The new America?
Bad Religion
Epitaph-Flaggschiff, Punk-Intellektuelle, verehrte Legende seit 20 Jahren – Bad Religion muss man niemand mehr vorstellen. Auch im 24. Jahr ihrer Existenz hat die Band noch so viel zu sagen wie eh und je. Sänger und Chefdenker Greg Graffin bat zur Audienz.
„The New America“ hieß das 2000er-Album von Bad Religion, was man seinerzeit als Abrechnung mit den vermeintlichen Werten des Landes oder aber – der 11.09.2001 lag noch in einer unvorstellbaren, finsteren Zukunft – als zaghaft hoffnungsvollen Blick nach vorne werten konnte. Anno 2004 hat sich Greg Graffin wie die Regierung seines Landes auf Kriegszug begeben. „The Empire Strikes First“ heißt das neue, dreizehnte Album der Band, ein unmissverständlicher Titel, der natürlich auf das Vorgehen der „Koalition der Willigen“ unter amerikanischer Ägide im Irak abzielt. „Dieser Krieg hat eine neue Ära US-Außenpolitik eingeläutet. Er war praktisch das unverblümte Geständnis, dass unsere Regierung jetzt einfach tut, was sie will, ohne jegliche Rücksicht auf die UN, internationales Recht oder Meinungen von außen. Der Rest der Welt möge sich fügen oder die Konsequenzen tragen.“
Hoffnungen, die bevorstehenden Präsidentschaftswahlen in den USA könnten daran etwas ändern, macht er zugleich zunichte. „John Kerry hat sogar eine Chance, zu gewinnen, schließlich ist er größer als Bush und sieht besser aus, ein bisschen wie Jay Leno, das könnte helfen. Und er kann einen ganzen, zusammenhängenden Satz formulieren. Aber es ist egal, wer diese Wahl gewinnt, das wird absolut nichts bewegen.“ Gemäß dem Leitsatz, dass Wahlen illegal wären, wenn sie etwas verändern könnten? „So in etwa. Was dieses Land, diese Welt, braucht, ist ein fundamentaler Wandel. Die USA sind nicht die Anführer der freien Welt, sondern die Konsumenten der ganzen. Und solange unsere Gesellschaft darauf aufgebaut ist, viel Öl zu benötigen und Energie mit Klimaanlagen, großen Geländewagen und ihrer Wegwerfmentalität zu verschwenden, wird sich leider auch an unserer Außenpolitik nichts ändern.“
Wo also ansetzen, um diese vom Konsumwahn betäubte Gesellschaft wachzurütteln? „Ich weiß es auch nicht. Nachdem fast alle Radiostationen und Fernsehkanäle in den Händen weniger Konglomerate sind, werden wir sicher kaum noch Medienpräsenz haben. Bush-Wähler würden uns am liebsten lebendig verbrennen. Dabei sind das ironischerweise größtenteils einfache Leute in der Provinz, die noch nicht begriffen haben, dass sie der Regierung völlig egal, sogar ihre Hauptopfer sind.“ Aber ist die Jugend heutzutage nicht polarisierter denn je? „Die Jugend leidet vor allem an einer Identitätskrise. Realität ist ein Produkt, und politische Identifikation ist ebenfalls eine Art Mode, ein Katalysator, um sich zugehörig zu fühlen. Größtenteils zieht sich die Jugend aber ihre Werte aus dem Fernsehen. Sie sieht ‚Friends’ und ‚Sex And The City’ und glaubt, das sei erstrebenswert.“ Moment mal, schließlich sind diese Serien auch in Europa erfolgreich. „Aber in Amerika glaubt man an diese Serien. Ihr seht sie als das, was sie sind: reine Unterhaltung. Junge Menschen in Amerika sehen sie als Leitfaden.“
Dass es aber anders geht, beweist doch schließlich die Existenz selbständig denkender Amerikaner wie ihm selbst. „Ja, aber ich hatte eben das Glück, aus einem gebildeten Literaten-Elternhaus zu stammen. Meine Eltern haben mich immer dazu animiert, zu lesen, mich zu bilden. Deswegen lesen meine Freunde USA Today und ich die Times. Wenn dir das nicht zu Hause in die Wiege gelegt wird, entwickelt sich das auch nicht mehr, denn das US-Schulsystem fördert Hinterfragen und politische Mündigkeit nicht.“ Ist also alles verloren und dem Untergang geweiht? „Nein. Wenn ich das glaubte, hätte alles keinen Sinn mehr. Es gibt Chancen, wir müssen sie nur nutzen“.

▶ **Gestellte Aufgabe 1**:
Beantworten Sie zum Interview mit Greg Graffin diese Fragen:
(a) Wie heißt das neue, dreizehnte Album der Band?
(b) Welchem Moderator sieht John Kerry laut Graffin ein bisschen ähnlich?
(c) Welche Zeitung liest Graffin nach eigener Aussage?
▶ **Gestellte Aufgabe 2**: Schreiben Sie aus dem Interview mit Greg Graffin alles von „The new America?“ bis hinunter zu „bat zur Audienz.“ wortgetreu ab.
Die Datensätze stammen aus einer anderen Quelle.

▶ **Bereitgestelltes Material**:

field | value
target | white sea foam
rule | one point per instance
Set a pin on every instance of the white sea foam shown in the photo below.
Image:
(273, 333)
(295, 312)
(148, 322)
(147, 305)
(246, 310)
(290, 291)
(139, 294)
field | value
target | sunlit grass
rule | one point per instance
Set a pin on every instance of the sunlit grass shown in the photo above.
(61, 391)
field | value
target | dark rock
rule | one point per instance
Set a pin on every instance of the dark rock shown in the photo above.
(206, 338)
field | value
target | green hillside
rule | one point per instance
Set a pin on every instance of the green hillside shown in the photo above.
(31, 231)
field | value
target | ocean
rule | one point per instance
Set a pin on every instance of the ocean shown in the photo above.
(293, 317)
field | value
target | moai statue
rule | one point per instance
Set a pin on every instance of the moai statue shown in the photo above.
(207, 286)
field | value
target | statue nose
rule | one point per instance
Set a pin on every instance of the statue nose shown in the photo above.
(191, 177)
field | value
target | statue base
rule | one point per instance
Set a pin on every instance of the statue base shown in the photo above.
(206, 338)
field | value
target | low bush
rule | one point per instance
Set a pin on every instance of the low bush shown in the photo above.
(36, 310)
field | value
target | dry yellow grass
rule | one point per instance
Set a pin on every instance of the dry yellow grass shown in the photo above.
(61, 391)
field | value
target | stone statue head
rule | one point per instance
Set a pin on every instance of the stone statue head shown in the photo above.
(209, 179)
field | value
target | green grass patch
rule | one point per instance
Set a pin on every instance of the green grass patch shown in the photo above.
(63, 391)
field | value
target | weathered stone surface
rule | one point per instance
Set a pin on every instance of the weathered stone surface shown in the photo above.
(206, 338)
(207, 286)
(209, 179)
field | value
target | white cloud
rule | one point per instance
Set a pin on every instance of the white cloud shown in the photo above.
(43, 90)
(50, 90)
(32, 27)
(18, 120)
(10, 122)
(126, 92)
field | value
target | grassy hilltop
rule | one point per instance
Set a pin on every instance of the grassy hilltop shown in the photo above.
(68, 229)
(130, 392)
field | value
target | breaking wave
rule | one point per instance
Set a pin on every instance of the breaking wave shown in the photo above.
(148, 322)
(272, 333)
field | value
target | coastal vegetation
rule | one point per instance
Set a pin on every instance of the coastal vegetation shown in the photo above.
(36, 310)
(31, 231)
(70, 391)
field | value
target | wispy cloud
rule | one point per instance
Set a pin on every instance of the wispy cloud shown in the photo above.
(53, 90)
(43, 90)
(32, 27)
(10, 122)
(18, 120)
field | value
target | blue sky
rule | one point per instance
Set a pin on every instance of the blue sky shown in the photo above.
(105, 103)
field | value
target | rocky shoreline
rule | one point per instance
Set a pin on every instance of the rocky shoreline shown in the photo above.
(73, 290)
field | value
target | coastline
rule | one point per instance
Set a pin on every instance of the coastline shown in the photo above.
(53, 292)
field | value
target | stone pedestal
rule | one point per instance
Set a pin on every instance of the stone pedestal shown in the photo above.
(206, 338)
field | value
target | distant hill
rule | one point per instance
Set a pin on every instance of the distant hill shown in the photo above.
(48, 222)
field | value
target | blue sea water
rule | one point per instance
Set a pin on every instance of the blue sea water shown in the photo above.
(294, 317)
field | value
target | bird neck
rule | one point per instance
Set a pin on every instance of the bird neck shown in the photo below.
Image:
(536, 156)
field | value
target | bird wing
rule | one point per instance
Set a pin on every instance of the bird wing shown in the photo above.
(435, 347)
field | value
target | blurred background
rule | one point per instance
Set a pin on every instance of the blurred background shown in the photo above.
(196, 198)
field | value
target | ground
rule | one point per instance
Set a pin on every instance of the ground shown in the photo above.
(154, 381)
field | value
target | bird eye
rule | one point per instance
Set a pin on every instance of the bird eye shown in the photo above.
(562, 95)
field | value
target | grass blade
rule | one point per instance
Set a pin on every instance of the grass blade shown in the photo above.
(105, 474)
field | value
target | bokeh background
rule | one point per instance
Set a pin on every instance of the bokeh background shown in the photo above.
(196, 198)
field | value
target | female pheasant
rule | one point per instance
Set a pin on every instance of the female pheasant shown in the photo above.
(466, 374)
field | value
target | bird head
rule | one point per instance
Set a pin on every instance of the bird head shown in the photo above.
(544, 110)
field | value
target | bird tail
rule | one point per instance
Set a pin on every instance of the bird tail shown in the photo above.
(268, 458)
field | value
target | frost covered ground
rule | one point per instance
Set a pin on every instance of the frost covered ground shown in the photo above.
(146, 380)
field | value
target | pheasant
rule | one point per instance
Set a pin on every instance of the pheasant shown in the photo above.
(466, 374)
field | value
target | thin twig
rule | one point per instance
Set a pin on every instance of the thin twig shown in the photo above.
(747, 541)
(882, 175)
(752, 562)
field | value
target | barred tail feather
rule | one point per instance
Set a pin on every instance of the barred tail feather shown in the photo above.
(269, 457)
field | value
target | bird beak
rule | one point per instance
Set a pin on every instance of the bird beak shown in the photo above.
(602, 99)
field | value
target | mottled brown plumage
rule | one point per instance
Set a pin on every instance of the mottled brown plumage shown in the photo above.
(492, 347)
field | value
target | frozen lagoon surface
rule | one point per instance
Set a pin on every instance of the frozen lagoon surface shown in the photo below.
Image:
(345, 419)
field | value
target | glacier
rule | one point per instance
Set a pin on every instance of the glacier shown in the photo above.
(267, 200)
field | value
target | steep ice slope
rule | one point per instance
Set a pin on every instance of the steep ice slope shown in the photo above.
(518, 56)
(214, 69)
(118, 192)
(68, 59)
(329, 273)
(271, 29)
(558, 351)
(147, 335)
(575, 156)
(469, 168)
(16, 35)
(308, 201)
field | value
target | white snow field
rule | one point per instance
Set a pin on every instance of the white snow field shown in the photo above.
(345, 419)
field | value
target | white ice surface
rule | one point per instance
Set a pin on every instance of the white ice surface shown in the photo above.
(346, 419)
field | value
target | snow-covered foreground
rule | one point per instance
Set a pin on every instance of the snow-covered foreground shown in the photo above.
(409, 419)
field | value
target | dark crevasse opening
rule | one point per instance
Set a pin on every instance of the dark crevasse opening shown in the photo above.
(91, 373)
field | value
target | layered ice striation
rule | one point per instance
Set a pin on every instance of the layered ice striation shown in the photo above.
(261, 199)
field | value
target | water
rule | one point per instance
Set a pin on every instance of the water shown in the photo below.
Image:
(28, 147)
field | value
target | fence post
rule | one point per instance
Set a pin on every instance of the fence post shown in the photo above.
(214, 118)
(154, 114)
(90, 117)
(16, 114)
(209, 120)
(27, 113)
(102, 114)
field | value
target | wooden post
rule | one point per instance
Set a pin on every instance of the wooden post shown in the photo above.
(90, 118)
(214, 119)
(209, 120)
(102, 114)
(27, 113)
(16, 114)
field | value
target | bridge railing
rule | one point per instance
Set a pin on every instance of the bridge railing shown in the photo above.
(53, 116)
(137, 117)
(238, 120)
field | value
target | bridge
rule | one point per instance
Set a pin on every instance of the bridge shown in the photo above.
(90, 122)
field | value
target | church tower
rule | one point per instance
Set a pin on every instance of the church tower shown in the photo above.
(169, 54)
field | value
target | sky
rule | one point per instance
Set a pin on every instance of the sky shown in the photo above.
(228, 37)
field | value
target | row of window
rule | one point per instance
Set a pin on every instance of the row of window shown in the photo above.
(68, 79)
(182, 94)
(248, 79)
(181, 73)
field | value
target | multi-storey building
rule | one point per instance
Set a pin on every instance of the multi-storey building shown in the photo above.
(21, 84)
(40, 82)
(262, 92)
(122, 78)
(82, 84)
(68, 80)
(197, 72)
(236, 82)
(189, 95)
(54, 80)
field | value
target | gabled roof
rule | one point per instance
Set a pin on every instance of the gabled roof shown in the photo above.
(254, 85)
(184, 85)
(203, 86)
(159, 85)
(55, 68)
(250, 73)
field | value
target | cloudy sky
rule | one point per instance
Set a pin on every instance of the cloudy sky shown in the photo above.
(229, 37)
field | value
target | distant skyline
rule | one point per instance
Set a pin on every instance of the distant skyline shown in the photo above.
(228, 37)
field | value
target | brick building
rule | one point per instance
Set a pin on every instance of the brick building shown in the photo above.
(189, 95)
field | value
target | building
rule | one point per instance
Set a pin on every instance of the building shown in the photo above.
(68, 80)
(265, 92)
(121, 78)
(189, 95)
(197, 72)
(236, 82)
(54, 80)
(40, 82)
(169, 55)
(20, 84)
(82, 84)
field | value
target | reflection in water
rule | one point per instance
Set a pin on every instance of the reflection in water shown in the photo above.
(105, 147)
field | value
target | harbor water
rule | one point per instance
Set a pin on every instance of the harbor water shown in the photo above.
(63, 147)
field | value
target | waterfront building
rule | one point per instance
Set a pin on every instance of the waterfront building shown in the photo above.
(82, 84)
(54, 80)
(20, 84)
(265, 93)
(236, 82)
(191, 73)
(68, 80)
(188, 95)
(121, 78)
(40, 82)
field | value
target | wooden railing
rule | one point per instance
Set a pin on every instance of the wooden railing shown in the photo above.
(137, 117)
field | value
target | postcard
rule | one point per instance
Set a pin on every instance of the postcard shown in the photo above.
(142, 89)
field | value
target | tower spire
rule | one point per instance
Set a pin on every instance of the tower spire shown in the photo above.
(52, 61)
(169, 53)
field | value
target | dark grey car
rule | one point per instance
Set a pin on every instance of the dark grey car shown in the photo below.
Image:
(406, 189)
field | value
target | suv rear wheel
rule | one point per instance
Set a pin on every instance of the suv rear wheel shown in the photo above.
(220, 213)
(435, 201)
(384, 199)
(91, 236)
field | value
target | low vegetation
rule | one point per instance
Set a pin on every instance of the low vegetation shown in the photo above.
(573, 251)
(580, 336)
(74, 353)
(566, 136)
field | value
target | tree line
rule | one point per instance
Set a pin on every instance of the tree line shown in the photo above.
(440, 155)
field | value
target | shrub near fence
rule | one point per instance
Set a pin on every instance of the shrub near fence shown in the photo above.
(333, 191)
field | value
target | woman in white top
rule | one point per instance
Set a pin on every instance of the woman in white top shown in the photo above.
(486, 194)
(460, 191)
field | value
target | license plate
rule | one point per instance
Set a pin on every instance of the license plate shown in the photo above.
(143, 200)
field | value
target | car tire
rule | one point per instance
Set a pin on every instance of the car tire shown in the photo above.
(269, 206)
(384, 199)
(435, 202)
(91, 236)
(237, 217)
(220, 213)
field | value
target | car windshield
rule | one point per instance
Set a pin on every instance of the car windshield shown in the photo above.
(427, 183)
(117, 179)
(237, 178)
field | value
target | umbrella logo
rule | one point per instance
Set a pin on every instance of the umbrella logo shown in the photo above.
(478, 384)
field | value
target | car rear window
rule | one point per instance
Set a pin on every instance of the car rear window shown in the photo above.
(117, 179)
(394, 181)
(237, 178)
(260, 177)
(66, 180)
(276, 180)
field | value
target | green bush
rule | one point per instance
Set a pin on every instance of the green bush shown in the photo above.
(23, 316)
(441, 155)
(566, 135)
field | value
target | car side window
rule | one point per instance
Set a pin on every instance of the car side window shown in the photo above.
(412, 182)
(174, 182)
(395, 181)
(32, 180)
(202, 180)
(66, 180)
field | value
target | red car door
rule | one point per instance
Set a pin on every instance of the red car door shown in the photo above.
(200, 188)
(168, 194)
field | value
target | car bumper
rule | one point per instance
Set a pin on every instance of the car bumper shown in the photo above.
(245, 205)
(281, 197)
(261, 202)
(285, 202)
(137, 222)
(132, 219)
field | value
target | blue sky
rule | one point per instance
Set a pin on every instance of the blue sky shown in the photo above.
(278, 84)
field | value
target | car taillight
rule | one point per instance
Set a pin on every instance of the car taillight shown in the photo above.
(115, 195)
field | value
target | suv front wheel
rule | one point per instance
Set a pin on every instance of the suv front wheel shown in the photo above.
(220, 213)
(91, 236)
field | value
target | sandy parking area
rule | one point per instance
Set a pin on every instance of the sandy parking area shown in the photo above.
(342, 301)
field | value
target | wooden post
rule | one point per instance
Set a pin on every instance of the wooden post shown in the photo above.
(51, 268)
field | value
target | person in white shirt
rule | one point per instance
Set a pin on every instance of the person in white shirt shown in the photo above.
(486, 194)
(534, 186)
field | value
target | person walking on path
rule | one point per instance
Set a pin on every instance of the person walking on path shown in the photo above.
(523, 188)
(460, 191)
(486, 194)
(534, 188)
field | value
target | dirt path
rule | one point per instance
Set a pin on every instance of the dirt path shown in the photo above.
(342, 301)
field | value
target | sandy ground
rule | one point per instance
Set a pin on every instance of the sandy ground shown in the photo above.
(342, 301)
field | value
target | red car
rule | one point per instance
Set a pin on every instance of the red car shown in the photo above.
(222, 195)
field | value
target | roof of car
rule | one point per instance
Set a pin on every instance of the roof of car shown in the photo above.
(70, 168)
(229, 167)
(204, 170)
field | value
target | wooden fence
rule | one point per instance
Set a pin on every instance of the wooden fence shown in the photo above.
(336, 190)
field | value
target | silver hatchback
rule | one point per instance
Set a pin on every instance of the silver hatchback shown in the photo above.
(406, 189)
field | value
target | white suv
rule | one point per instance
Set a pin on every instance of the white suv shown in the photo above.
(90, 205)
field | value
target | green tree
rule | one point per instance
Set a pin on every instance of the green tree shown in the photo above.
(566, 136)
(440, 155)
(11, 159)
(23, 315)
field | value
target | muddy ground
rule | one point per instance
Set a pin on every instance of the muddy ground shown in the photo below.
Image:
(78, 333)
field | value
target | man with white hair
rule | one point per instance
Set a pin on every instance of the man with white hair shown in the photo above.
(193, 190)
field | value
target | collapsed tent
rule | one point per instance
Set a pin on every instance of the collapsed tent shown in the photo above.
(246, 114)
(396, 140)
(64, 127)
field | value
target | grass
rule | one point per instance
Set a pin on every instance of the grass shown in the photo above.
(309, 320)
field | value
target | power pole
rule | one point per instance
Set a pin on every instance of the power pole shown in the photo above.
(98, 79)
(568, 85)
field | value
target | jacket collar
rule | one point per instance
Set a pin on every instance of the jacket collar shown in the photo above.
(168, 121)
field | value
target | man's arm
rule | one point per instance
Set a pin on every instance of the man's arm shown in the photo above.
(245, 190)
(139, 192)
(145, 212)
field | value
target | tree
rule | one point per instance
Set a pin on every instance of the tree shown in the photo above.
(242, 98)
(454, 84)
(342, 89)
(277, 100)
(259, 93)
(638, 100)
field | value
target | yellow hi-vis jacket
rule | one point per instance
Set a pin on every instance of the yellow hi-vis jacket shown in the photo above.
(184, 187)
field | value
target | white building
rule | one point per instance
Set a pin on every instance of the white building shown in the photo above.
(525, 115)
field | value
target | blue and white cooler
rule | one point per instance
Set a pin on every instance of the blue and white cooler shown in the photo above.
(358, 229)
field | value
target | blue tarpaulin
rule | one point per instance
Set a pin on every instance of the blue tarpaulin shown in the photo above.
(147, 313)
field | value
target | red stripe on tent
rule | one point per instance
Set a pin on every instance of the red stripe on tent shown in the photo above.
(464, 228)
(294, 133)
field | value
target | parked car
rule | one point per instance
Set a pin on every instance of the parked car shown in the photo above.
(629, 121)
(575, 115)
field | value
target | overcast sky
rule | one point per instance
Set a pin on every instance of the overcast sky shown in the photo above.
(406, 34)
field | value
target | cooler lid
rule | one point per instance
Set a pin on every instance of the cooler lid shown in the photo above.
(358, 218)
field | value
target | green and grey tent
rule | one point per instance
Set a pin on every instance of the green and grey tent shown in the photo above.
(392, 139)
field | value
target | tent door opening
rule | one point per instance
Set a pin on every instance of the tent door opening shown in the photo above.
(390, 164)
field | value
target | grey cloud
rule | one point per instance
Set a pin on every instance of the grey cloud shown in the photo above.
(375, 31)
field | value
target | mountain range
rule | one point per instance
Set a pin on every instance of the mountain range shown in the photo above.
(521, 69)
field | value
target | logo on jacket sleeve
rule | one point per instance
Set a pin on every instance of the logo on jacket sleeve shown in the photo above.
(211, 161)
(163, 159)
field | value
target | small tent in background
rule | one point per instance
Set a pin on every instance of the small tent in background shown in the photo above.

▶ **Antwort 1**:
(a) „The Empire Strikes First“
(b) Jay Leno
(c) Die Times

▶ **Antwort 2**:
The new America?
Bad Religion
Epitaph-Flaggschiff, Punk-Intellektuelle, verehrte Legende seit 20 Jahren – Bad Religion muss man niemand mehr vorstellen. Auch im 24. Jahr ihrer Existenz hat die Band noch so viel zu sagen wie eh und je. Sänger und Chefdenker Greg Graffin bat zur Audienz.